Directions for this task. Will you quote only the lines starting at the one that contains "Point out every instance of the white" and ending with the last line of the listing below, inclusive?

Dataset content.

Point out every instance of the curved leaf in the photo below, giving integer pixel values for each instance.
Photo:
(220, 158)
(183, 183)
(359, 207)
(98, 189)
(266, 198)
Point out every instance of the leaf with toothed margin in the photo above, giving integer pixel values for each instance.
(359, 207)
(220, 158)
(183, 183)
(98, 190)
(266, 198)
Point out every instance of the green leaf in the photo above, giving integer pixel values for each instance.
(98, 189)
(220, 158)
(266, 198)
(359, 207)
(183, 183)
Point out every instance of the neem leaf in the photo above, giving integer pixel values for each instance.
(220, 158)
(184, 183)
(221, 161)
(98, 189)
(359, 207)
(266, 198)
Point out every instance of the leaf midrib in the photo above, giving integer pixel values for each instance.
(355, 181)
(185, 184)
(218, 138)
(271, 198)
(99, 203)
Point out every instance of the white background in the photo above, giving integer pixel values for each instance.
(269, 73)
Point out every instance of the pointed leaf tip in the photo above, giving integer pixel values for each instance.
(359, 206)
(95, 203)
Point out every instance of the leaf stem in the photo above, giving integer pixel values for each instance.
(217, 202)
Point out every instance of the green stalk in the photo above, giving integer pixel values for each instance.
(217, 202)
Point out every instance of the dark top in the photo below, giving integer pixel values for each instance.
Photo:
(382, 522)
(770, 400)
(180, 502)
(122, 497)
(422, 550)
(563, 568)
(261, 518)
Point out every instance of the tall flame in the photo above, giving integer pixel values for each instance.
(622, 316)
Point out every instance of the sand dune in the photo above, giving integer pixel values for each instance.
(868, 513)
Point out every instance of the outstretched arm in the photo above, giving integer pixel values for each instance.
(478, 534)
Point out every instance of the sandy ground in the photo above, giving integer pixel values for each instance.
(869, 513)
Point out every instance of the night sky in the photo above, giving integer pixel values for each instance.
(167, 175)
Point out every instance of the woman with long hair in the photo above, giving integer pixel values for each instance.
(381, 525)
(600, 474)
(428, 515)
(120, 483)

Written response.
Point out every instance of the white background in the photo above, giving integer pixel values for each instance.
(269, 73)
Point out every instance of the pointed leaf tip in the photo above, giving integer pixel values for each instance.
(359, 206)
(95, 203)
Point out every instance of the leaf stem in the photo above, giving integer pixel values for each instance.
(217, 202)
Point out every instance of the green stalk in the photo above, giving integer pixel values for each instance.
(217, 202)
Point out every instance of the dark top in the photo below, giving integer pixel values for each instance.
Photo:
(382, 522)
(770, 400)
(180, 502)
(122, 497)
(422, 550)
(563, 568)
(261, 518)
Point out every instance of the tall flame in the photo above, giving integer pixel values for each instance.
(622, 316)
Point out every instance of the sand dune in the photo above, giving integer pixel values for each instance.
(868, 513)
Point out every instance of the outstretched arm in the photo above, giving integer pixel values for each instance.
(478, 534)
Point out every instance of the sandy ground in the photo above, giving integer pixel values for each instance.
(869, 513)
Point out every instance of the night sky in the photo above, giving integer pixel values for each instance.
(167, 175)
Point out every instance of the woman with long hair in the photo above, giving integer pixel values for each instance.
(381, 525)
(600, 474)
(428, 515)
(120, 483)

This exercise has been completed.